(To do):
Looking at the data below, count the lines that contain the string "before". Write only the total.

(Records provided):
^^^^

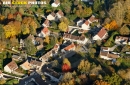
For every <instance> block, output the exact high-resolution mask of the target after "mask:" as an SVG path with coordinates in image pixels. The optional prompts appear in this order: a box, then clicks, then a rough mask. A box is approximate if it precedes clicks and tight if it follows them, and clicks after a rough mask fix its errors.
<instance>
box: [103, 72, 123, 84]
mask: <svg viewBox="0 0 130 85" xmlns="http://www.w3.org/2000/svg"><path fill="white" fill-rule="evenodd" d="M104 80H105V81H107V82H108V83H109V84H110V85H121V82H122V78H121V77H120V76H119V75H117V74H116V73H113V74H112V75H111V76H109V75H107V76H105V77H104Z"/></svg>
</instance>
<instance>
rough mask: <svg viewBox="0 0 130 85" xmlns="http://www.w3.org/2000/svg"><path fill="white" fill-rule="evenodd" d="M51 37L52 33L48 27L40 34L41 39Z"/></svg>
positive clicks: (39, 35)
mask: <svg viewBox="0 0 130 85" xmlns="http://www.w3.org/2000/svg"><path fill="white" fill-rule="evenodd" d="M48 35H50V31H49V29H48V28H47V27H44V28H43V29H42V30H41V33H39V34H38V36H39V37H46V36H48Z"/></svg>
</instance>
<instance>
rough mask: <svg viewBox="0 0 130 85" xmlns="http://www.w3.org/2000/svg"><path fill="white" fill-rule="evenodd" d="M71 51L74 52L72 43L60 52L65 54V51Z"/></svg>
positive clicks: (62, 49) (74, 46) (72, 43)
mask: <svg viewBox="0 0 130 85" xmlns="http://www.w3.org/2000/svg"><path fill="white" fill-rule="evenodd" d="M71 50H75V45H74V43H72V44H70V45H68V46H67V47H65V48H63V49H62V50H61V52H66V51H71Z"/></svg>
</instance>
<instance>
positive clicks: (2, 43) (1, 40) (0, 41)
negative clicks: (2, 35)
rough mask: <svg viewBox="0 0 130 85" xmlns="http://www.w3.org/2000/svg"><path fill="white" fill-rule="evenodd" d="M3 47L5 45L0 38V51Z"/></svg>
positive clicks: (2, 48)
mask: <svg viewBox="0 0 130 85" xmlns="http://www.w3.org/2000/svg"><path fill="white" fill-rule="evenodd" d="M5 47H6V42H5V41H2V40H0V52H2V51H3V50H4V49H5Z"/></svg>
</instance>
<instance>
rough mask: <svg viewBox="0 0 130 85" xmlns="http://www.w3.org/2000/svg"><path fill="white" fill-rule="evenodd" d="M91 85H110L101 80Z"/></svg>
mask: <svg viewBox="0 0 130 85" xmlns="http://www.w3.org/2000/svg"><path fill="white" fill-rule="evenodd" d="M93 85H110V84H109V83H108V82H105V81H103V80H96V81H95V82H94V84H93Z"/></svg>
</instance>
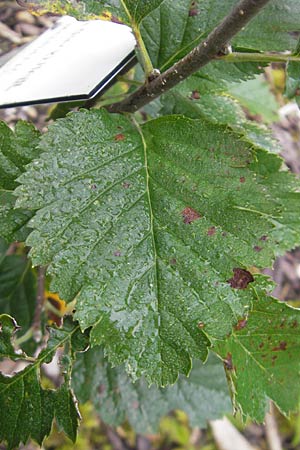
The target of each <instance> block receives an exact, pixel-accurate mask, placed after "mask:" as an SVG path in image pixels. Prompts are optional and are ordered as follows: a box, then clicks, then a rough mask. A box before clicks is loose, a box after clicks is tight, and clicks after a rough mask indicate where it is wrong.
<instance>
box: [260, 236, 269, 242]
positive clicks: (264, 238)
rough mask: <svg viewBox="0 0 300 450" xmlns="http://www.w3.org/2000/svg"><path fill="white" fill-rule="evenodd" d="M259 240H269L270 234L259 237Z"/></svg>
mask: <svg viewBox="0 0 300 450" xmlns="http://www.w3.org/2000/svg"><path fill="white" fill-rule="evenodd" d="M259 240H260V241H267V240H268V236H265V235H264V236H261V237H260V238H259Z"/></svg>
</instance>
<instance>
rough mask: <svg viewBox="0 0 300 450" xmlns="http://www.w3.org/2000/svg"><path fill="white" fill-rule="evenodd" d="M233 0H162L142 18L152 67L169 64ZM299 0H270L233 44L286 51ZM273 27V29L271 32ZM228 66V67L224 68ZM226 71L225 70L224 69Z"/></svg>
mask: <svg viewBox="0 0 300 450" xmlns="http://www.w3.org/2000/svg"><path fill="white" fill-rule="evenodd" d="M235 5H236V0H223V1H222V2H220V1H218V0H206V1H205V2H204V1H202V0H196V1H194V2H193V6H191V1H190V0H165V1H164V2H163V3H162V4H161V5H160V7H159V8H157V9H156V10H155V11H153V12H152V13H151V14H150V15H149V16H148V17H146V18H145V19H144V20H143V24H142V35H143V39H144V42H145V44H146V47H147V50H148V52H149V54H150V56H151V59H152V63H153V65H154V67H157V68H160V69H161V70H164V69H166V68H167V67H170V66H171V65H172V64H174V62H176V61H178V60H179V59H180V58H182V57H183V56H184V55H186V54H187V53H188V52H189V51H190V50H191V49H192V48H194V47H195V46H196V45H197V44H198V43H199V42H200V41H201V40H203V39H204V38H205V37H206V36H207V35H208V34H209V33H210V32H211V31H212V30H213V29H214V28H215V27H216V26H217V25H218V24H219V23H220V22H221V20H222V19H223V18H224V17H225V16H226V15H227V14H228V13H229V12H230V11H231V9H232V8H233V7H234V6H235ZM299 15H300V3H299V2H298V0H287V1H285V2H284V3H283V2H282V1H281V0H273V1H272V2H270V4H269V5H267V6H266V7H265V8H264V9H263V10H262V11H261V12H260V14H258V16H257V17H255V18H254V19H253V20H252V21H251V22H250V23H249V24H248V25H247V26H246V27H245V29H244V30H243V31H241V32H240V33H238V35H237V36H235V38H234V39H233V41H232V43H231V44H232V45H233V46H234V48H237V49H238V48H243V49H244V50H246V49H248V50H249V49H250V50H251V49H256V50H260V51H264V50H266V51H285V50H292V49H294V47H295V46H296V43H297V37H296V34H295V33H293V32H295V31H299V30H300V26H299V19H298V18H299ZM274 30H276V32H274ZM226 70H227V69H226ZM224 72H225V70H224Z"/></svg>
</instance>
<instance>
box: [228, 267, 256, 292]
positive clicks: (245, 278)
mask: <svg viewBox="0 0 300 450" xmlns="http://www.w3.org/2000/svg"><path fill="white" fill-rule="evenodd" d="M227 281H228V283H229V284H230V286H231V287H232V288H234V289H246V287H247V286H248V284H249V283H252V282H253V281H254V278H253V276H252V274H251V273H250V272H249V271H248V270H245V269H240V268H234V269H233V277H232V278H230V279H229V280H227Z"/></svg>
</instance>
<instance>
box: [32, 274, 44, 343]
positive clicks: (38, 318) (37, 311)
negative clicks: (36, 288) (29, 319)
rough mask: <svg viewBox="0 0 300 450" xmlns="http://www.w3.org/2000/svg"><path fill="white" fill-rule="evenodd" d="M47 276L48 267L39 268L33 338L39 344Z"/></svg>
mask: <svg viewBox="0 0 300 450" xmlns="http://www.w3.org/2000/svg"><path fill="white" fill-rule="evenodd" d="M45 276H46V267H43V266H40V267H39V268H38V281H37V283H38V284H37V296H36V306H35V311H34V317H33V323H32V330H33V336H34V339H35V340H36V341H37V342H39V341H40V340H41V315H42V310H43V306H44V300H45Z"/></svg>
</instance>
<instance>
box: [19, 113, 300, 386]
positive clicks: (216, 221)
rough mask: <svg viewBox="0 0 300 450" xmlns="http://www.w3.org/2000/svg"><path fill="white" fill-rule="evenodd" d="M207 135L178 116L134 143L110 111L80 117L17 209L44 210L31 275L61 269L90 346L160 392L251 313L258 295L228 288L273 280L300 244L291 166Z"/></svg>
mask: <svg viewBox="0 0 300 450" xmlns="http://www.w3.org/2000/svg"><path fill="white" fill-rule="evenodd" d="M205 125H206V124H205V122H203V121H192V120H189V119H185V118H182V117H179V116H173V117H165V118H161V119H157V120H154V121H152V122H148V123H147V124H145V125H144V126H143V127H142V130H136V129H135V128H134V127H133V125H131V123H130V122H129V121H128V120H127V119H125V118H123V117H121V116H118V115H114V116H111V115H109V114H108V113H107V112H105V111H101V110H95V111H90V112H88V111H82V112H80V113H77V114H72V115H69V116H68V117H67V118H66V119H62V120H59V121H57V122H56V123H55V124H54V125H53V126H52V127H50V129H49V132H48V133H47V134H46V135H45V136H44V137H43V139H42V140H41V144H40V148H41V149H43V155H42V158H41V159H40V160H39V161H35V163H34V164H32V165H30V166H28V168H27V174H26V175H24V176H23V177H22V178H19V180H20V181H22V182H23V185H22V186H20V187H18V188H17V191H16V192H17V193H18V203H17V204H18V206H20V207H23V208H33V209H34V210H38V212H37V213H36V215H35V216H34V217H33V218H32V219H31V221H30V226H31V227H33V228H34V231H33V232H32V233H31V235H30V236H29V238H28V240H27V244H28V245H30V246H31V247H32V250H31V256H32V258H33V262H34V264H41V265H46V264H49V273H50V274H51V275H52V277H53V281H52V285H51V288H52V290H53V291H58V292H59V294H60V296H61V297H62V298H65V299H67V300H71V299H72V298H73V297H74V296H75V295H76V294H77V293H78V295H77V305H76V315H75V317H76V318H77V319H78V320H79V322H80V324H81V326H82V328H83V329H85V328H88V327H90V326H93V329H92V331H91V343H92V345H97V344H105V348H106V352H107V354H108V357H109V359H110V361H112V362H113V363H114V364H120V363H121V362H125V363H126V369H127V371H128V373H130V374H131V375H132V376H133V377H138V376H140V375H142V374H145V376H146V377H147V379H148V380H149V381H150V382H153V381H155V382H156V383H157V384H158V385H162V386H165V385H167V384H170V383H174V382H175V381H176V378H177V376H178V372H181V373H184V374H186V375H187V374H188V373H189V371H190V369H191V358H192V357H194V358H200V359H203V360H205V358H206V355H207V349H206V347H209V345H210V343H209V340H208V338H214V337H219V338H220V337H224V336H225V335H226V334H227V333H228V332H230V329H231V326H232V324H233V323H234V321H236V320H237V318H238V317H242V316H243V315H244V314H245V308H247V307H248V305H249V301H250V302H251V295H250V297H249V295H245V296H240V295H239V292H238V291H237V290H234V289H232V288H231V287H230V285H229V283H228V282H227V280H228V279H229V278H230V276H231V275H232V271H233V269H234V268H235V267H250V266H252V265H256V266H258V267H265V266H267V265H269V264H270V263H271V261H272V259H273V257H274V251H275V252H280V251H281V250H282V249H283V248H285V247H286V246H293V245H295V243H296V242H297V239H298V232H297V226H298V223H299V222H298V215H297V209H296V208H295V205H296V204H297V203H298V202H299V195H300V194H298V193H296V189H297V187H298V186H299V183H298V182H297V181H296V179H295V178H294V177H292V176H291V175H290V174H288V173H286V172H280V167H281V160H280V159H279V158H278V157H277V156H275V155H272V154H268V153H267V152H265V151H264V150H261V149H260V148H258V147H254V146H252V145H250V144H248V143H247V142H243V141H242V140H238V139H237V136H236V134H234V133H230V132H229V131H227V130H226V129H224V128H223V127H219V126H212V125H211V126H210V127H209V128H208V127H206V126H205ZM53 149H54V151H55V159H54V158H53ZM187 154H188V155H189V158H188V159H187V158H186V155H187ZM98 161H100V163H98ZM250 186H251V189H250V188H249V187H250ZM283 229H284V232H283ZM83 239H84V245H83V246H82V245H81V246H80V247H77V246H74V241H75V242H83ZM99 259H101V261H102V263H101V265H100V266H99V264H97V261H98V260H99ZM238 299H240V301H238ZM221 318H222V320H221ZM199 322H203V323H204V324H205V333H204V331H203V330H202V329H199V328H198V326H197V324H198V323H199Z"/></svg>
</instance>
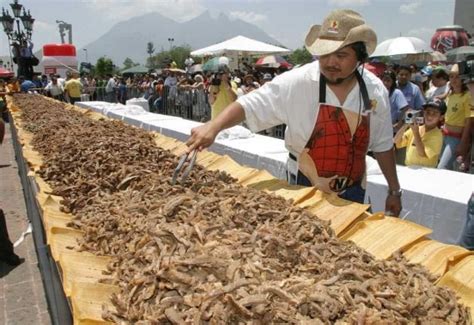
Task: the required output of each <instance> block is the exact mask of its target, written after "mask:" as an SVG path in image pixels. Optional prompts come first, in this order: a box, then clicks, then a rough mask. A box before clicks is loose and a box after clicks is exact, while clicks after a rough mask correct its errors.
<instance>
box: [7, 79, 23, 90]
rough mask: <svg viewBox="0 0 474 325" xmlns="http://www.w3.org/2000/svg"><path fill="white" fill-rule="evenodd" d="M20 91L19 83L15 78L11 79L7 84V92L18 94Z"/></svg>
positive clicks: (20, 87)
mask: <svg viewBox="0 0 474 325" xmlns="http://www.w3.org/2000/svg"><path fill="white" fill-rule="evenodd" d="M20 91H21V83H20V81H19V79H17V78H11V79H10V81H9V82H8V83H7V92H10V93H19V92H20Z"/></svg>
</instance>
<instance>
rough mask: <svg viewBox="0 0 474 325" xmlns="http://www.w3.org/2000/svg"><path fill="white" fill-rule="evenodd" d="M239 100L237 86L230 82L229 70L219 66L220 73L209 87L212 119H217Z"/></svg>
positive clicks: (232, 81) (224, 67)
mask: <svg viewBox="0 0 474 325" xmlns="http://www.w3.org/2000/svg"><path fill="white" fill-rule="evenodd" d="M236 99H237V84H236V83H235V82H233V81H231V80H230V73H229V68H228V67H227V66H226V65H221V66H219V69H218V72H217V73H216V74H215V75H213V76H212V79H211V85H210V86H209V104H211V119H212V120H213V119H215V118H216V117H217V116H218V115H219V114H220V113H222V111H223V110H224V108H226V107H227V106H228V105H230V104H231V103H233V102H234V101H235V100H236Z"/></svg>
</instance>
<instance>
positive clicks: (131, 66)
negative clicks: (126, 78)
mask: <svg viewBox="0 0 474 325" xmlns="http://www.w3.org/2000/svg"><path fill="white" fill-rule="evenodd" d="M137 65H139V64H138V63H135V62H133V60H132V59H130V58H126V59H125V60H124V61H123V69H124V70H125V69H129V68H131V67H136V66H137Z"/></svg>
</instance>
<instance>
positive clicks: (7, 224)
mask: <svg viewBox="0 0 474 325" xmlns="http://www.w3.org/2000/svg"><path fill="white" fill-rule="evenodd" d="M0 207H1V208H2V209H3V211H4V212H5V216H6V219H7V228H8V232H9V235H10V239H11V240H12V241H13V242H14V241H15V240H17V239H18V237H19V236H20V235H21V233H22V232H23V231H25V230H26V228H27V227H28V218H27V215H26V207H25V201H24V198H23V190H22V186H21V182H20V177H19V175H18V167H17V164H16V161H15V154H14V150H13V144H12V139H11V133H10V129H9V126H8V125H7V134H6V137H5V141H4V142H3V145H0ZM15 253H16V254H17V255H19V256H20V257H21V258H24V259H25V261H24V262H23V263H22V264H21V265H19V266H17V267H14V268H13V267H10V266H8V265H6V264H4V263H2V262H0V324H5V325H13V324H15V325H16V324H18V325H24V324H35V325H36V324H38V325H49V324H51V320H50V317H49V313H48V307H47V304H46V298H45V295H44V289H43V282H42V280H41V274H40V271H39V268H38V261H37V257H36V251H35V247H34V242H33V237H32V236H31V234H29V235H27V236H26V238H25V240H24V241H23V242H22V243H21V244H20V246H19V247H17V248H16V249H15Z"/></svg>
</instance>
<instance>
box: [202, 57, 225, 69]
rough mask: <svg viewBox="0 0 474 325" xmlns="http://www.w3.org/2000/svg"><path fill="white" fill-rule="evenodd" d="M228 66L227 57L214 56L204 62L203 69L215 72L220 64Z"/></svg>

^^^^

(Solution below):
2